Work instruction 1: List the ways of doing quality filtering that the post on quality trimming and adapter clipping mentions.
Work instruction 2: Continue the post on quality trimming and adapter clipping, picking up after its final sentence.

Extract:
**********

Data set curation - quality trimming and adapter clipping

After demultiplexing (covered in the last post), you'll need to perform a few other steps before aligning Illumina sequence data to the genome reference. Primarily, these are quality filtering and adapter clipping. These may not be very important for short read data, but are pretty important when working with long reads, where the quality starts to drop off and the read might contain some adapter sequence.

Quality filtering can be done a few ways, by filtering out entire reads which have poor base quality scores, by converting poor quality base-calls to "N" or hard trimming reads to a certain length before the Q scores start to rapidly decline. I'd much rather use a quality based trimming tool which starts at the 3' end of the read and removes bases below a certain Q threshold. This can be done using fastq_quality_trimmer on the command line or in galaxy. You set the threshold you want to use, in this case Q30, as well as the minimum length of sequence to keep, which we have set at 37 nt.

**********

Records supplied:
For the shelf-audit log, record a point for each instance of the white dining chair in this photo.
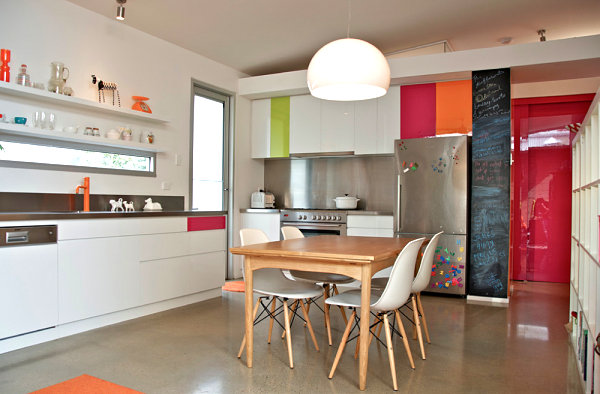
(328, 281)
(394, 295)
(271, 283)
(419, 284)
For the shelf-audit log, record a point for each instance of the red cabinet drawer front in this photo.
(206, 223)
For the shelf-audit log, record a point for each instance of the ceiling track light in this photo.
(542, 34)
(121, 10)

**********

Answer 1:
- Filtering out entire reads that have poor base quality scores
- Converting poor quality base-calls to "N"
- Hard trimming reads to a certain length before the Q scores start to rapidly decline

Answer 2:
fastq_quality_trimmer -t 30 -l 37 -i dataset.txt -o dataset_Q30.txt 

Now to remove the adapter sequence, there are a few software options (Trimmomatic, cutadapt, among others) but we again chose the fastx toolkit for this example. Keep in mind that the below adapter is for the Illumina Truseq genomic DNA kit and is different for other sequencing platforms. The "-l 37" parameter is the length of the shortest read to keep, so any read shorter than this is discarded, you can tailor this to your specific need.

fastx_clipper -a GATCGGAAGAGCACACGTCTGAACTCCAGTCACATC -l 37 -i dataset_Q30.txt -o dataset_Q30_clip.txt


One thing I need to mention is that the above will work really well for fastq Illumina, but might not work for fastq sanger, which has different quality score characters. This incompatibility has affected a lot of people in the forums and can be solved by adding -Q33 as an option.

Now that the sequence data is now trimmed for bad bases and adapter contamination, we can start the analysis!